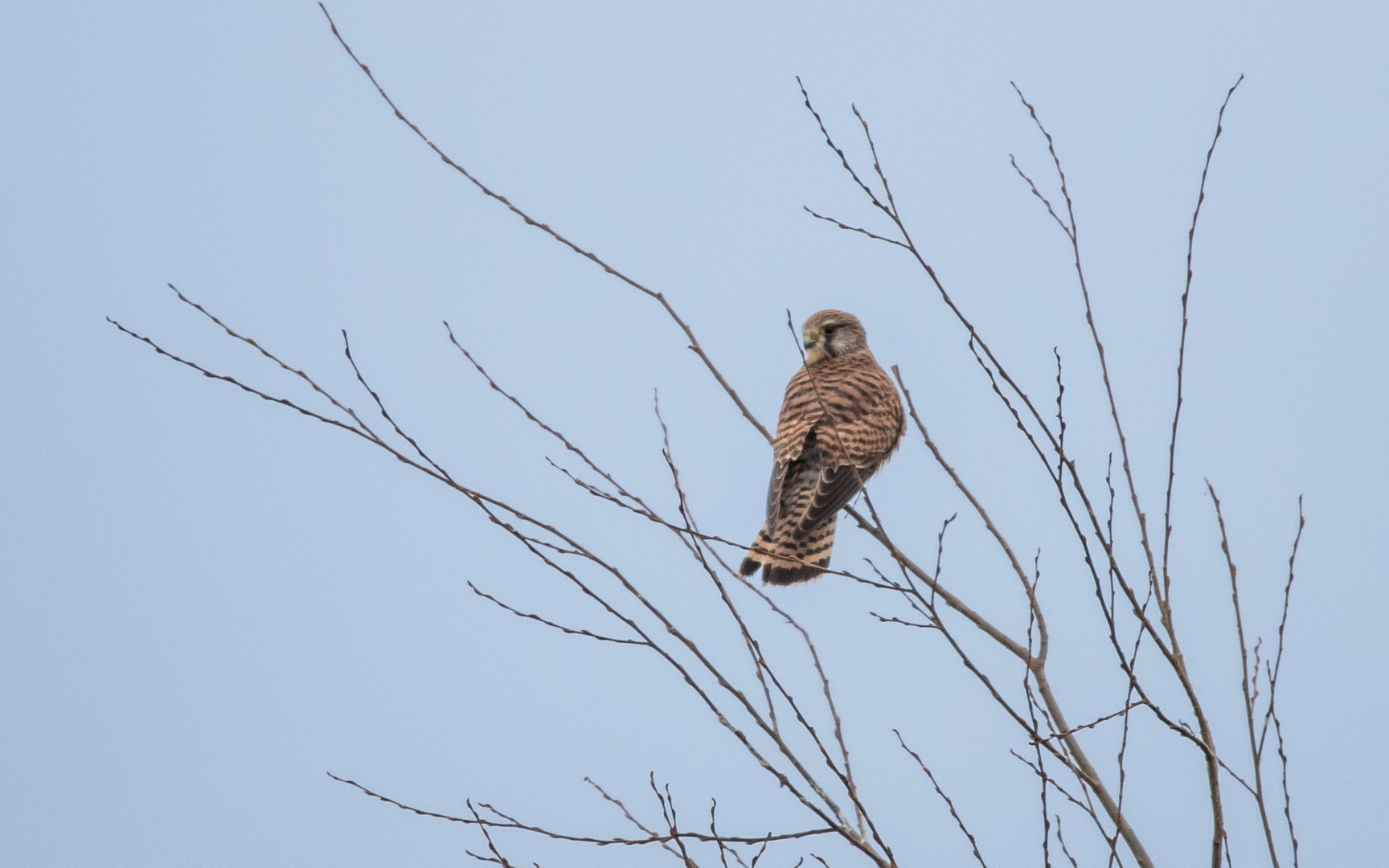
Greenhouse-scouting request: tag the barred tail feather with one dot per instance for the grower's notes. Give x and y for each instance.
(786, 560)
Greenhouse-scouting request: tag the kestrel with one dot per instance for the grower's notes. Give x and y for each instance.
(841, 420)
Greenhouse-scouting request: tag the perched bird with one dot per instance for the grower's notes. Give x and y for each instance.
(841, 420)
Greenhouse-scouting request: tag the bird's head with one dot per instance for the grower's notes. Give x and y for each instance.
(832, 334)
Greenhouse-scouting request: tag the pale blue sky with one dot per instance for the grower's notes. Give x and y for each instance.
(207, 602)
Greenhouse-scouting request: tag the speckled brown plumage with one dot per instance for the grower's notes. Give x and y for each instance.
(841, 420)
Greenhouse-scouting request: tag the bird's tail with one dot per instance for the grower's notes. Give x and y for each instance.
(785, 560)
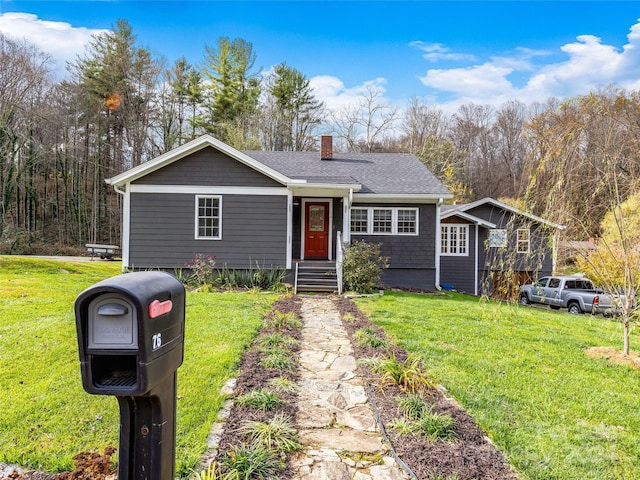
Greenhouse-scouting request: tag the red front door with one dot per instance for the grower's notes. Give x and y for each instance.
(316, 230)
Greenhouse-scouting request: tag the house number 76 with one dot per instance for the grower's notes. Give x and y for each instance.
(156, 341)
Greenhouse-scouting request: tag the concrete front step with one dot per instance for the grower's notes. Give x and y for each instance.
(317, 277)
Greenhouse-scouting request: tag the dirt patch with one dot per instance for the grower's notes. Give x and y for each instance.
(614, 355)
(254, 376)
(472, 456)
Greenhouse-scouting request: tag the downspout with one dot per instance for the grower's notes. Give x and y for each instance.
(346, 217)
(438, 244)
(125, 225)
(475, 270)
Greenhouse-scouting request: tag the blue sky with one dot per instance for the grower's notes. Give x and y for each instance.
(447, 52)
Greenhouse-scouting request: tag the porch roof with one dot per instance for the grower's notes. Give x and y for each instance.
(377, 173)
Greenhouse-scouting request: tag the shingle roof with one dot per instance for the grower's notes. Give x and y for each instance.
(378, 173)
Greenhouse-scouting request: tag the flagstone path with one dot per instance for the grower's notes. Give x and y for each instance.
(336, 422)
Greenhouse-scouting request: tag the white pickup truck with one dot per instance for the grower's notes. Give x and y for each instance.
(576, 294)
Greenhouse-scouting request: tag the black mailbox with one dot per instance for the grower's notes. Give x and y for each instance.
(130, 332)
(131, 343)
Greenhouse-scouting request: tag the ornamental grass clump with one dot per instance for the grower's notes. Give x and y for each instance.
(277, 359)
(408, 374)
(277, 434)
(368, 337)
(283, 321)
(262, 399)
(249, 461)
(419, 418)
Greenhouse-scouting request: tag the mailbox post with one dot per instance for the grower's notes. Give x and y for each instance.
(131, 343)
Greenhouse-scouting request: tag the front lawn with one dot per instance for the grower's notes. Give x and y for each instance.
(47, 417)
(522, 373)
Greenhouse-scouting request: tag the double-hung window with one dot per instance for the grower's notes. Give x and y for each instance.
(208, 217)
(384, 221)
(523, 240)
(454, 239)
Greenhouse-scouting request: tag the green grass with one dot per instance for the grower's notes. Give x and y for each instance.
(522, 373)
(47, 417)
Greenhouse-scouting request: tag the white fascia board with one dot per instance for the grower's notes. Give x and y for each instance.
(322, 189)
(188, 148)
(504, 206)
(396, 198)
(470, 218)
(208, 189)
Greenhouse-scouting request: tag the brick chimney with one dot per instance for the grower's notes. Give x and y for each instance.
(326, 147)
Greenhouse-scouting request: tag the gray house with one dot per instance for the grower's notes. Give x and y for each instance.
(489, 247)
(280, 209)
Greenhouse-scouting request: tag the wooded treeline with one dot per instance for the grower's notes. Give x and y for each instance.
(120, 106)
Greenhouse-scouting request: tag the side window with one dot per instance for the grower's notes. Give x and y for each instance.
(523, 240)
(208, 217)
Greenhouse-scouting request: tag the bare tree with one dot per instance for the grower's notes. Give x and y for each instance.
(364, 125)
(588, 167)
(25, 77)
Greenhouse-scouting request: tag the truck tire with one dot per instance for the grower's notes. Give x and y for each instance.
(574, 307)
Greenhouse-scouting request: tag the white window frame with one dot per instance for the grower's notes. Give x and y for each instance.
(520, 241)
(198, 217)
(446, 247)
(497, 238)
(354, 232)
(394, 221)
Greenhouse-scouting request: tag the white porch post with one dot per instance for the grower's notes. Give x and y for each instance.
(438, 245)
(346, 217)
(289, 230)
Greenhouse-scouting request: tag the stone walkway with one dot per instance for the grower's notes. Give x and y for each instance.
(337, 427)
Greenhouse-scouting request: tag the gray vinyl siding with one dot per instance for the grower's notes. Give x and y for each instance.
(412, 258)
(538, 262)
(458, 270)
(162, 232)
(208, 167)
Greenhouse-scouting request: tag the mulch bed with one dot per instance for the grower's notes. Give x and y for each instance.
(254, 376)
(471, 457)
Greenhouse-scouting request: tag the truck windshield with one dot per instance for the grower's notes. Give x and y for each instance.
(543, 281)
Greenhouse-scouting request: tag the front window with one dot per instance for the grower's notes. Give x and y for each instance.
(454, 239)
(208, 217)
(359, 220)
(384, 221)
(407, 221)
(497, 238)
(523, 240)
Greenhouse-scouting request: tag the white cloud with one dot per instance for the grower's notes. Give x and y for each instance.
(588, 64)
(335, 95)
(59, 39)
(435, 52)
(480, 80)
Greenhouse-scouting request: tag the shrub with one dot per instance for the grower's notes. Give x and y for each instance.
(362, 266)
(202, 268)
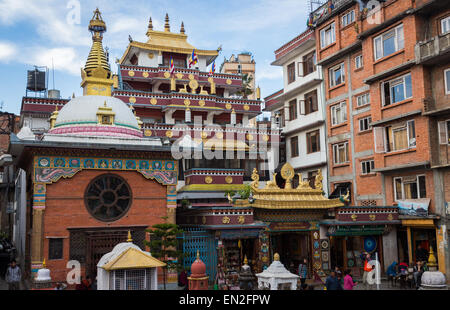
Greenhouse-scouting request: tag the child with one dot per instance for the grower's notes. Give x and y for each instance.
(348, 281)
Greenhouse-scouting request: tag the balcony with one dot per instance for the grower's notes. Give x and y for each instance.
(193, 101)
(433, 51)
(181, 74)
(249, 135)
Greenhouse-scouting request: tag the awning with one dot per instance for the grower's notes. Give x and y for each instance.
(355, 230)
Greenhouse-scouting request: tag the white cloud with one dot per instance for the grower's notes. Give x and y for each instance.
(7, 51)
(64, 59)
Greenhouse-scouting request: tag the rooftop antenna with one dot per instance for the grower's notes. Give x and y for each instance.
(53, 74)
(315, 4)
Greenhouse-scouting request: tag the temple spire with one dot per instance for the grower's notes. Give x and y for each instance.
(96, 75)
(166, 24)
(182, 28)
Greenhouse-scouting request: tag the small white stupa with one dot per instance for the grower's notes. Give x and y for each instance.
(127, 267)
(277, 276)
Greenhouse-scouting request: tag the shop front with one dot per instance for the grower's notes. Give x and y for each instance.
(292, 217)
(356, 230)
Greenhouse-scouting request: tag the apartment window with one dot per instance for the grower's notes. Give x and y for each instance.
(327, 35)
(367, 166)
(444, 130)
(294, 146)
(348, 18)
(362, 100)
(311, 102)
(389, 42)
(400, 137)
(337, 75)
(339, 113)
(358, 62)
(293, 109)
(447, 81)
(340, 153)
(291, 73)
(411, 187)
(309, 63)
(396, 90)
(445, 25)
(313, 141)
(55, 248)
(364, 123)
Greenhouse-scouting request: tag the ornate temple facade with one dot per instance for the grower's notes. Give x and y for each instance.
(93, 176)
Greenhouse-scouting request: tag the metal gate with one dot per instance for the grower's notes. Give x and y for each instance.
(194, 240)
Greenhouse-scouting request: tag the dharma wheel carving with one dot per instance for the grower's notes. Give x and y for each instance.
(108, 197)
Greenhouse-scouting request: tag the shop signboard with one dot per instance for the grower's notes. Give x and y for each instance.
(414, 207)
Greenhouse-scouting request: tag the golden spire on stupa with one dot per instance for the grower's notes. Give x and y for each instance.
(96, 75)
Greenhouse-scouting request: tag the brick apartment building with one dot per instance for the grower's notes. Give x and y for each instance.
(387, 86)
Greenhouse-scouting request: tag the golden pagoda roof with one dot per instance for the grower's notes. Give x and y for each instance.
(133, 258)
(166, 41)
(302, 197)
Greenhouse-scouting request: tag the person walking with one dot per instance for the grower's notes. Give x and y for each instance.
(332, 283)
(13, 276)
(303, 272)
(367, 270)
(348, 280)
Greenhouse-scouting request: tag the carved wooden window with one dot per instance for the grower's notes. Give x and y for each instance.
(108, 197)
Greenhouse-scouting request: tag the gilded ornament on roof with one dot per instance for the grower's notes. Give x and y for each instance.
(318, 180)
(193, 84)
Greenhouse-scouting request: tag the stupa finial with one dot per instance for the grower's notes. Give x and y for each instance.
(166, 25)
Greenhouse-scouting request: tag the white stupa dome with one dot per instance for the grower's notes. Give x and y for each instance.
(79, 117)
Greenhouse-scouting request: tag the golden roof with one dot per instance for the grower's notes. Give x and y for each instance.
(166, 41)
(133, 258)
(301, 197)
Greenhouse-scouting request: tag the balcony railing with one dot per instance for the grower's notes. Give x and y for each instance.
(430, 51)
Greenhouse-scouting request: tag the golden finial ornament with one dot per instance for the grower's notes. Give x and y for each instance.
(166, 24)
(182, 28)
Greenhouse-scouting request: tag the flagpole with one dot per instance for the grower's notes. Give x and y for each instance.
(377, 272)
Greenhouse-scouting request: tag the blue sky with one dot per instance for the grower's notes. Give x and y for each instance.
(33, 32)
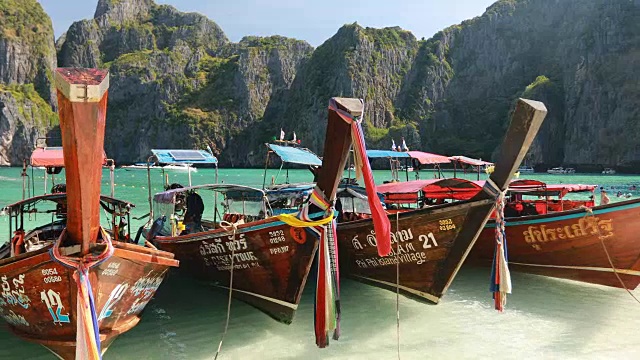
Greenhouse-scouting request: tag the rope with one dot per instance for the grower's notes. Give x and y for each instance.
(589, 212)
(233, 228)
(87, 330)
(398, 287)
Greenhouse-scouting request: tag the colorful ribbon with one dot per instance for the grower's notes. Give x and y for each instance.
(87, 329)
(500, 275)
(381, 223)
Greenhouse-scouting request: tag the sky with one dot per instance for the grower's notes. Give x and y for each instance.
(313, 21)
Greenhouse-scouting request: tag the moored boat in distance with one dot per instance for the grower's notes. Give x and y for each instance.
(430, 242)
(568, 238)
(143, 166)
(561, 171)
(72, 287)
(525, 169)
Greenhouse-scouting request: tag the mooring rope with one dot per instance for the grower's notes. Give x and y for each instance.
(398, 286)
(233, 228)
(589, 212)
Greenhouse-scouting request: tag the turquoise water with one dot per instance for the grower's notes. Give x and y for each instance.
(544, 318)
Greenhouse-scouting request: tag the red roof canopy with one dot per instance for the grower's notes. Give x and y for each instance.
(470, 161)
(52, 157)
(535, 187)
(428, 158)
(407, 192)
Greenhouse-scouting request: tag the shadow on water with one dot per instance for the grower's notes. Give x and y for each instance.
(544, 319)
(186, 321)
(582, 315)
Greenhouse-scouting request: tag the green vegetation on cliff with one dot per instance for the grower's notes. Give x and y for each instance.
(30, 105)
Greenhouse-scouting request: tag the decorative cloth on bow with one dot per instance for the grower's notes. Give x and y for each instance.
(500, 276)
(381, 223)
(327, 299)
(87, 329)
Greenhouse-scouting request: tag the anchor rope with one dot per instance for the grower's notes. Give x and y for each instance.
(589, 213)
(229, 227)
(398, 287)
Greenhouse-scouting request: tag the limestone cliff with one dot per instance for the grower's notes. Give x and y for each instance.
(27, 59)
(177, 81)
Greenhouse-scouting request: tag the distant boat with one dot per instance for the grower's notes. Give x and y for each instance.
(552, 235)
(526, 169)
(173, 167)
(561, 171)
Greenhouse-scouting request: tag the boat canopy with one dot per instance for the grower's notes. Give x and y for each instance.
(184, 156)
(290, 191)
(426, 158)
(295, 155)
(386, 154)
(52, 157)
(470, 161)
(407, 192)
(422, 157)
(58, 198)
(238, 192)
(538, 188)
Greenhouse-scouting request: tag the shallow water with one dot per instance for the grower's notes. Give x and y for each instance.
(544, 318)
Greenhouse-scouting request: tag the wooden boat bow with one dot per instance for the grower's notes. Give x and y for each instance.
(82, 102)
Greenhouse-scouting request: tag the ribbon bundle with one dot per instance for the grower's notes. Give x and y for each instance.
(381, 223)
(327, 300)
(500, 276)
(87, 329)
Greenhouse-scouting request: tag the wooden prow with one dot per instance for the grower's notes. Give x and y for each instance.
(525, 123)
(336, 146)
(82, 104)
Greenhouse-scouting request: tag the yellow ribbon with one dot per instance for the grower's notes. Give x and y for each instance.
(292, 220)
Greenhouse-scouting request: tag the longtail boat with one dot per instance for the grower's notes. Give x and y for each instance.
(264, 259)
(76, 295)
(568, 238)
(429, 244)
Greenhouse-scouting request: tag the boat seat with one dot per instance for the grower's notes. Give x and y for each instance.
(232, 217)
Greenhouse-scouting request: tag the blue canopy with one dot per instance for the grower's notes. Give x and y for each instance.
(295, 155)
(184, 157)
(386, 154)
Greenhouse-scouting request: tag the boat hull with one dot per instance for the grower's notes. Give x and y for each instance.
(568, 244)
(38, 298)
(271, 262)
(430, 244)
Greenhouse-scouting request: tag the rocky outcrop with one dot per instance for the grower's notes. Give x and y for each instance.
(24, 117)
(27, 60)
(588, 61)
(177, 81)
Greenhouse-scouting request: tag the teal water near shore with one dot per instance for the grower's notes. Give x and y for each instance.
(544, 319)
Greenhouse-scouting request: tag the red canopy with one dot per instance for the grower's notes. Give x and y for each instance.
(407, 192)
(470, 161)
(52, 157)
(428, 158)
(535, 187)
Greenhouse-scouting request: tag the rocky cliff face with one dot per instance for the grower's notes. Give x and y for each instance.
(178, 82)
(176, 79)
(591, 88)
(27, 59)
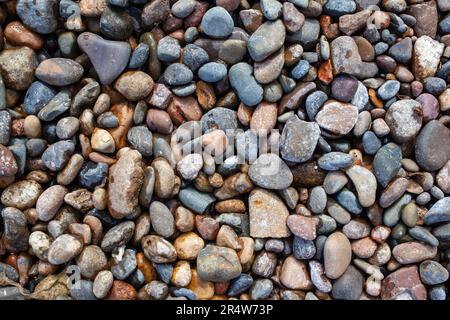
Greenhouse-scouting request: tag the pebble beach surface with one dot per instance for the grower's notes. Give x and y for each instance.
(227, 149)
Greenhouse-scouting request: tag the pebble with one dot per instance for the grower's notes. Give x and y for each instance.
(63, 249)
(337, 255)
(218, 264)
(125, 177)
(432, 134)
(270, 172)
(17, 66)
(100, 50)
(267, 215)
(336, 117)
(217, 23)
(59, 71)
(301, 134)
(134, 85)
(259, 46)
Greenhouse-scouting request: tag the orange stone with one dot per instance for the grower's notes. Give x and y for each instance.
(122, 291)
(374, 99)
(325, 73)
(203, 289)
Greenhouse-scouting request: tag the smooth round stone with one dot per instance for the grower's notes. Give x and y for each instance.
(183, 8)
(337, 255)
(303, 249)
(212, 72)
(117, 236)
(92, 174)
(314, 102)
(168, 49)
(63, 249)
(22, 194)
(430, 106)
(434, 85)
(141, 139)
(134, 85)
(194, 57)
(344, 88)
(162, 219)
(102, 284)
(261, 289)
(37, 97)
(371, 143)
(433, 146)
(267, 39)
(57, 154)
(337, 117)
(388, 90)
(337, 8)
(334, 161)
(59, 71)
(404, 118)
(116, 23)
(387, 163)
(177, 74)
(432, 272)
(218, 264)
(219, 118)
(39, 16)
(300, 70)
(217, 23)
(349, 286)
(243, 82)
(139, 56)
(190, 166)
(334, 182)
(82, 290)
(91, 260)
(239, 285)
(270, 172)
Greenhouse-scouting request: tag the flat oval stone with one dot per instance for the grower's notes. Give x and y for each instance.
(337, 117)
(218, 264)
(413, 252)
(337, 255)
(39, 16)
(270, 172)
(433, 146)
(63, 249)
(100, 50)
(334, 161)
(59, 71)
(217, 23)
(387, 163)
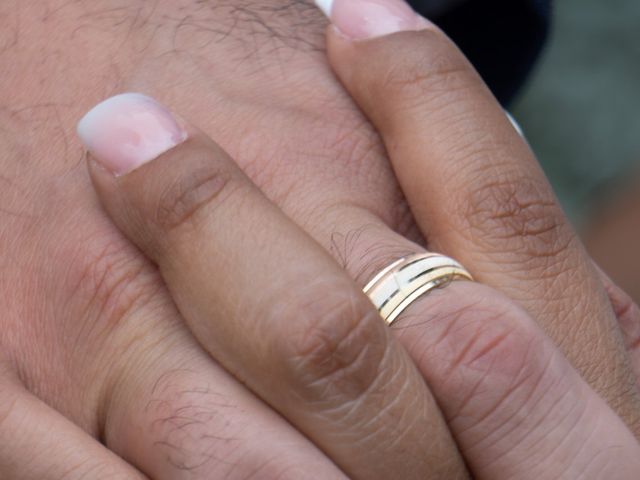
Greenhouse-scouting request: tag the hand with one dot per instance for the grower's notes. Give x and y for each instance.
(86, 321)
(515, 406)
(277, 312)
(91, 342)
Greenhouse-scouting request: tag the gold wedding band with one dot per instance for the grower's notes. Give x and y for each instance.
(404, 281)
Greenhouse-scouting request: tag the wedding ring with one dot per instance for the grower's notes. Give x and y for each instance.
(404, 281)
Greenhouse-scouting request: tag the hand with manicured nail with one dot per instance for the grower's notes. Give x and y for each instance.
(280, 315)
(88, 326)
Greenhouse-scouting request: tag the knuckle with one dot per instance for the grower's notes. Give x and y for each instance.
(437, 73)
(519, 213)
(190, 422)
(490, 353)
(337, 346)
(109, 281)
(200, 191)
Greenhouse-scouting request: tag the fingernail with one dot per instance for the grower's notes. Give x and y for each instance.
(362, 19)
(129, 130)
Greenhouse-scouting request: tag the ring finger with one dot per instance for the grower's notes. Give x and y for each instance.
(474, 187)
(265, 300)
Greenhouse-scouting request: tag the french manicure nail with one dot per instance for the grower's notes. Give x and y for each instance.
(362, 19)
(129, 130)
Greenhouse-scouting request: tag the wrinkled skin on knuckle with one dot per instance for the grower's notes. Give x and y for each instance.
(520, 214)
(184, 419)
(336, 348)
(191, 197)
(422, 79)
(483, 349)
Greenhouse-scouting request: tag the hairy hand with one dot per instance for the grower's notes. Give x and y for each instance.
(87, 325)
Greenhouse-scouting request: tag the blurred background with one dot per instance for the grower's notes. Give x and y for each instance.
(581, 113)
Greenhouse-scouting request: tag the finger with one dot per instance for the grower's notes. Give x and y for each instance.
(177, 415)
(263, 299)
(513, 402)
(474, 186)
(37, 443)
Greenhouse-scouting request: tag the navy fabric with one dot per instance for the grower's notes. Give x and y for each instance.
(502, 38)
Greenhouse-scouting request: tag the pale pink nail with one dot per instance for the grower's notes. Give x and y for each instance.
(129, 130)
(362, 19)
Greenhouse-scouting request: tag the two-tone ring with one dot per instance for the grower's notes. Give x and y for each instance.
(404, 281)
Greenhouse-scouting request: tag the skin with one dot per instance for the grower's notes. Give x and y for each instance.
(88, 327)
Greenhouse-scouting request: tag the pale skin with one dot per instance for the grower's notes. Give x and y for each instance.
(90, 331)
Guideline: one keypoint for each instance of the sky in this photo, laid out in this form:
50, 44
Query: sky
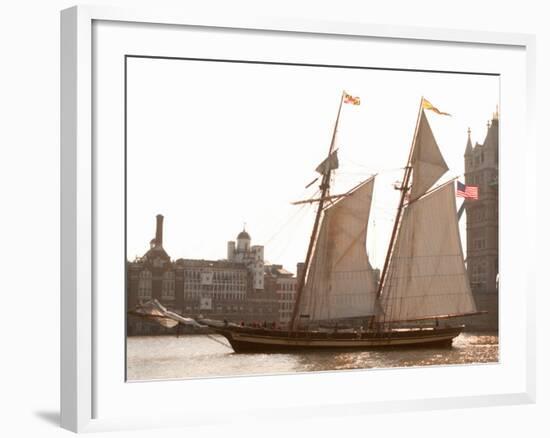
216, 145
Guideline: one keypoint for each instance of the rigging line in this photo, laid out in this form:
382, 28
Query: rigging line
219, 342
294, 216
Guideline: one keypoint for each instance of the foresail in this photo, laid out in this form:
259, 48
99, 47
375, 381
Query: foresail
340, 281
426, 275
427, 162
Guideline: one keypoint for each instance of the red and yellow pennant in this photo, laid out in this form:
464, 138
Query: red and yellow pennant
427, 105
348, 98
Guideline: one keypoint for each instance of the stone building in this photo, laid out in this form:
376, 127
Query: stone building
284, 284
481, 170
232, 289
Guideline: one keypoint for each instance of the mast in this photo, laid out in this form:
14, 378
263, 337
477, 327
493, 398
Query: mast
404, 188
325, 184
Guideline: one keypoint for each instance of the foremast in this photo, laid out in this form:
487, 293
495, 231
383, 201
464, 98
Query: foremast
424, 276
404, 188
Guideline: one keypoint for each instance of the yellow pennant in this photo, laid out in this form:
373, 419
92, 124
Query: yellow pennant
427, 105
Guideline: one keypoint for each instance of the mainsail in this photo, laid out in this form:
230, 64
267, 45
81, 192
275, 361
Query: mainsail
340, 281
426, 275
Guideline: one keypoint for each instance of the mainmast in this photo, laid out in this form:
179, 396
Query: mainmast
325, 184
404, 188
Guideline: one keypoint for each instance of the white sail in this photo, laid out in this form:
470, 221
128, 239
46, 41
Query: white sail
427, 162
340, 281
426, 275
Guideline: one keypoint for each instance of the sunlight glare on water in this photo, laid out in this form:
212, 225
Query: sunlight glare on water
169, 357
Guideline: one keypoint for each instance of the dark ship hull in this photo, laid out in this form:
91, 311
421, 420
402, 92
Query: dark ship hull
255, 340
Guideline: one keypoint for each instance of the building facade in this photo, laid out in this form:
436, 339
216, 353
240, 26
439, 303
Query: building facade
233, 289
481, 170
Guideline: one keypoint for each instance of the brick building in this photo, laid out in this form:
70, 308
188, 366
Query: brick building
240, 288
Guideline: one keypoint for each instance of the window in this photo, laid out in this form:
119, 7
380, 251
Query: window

● ● ● ●

EXERCISE REQUIREMENTS: Every line from the one containing "Guideline: one keypoint for each instance of the mainsail" through the last line of the entries must be written out verbatim, and no other line.

ANSWER FOR THIS EXERCISE:
Guideline: one keypoint for each instance of the mainsail in this photo, laid out in this form:
230, 64
267, 45
81, 192
275, 361
Query: mainsail
340, 281
426, 275
Guideline: one keypoint for each instance of the mainmast in this photo, laid out in this form:
179, 396
Query: mainmast
325, 184
404, 188
Guideline: one keypoint for each instance of the white sail in this photo, laid out in this form:
470, 221
128, 239
46, 41
Query: white sail
427, 162
340, 281
426, 275
Guideline: one keypoint for each instance of the sunlight glare on water in this photo, laid out in this form:
212, 225
Query: sunlight glare on water
169, 357
Guideline: one keypoint for each instance of the dark ship hull in this photo, laid out in this form:
91, 311
421, 420
402, 92
Query: dark ship hull
255, 340
Guideline: one keypoint for each instance of the building facade in this photo, laid out in this form:
436, 339
216, 353
240, 26
439, 303
Query: building facade
233, 289
481, 170
Guideline: one keypoint for each instance of the brick building in this photo, laid out in this form:
70, 308
188, 366
Query: brick building
240, 288
Guideline: one keypoint for each instance of the window in this photo, laid out in this form:
119, 7
380, 251
Query: window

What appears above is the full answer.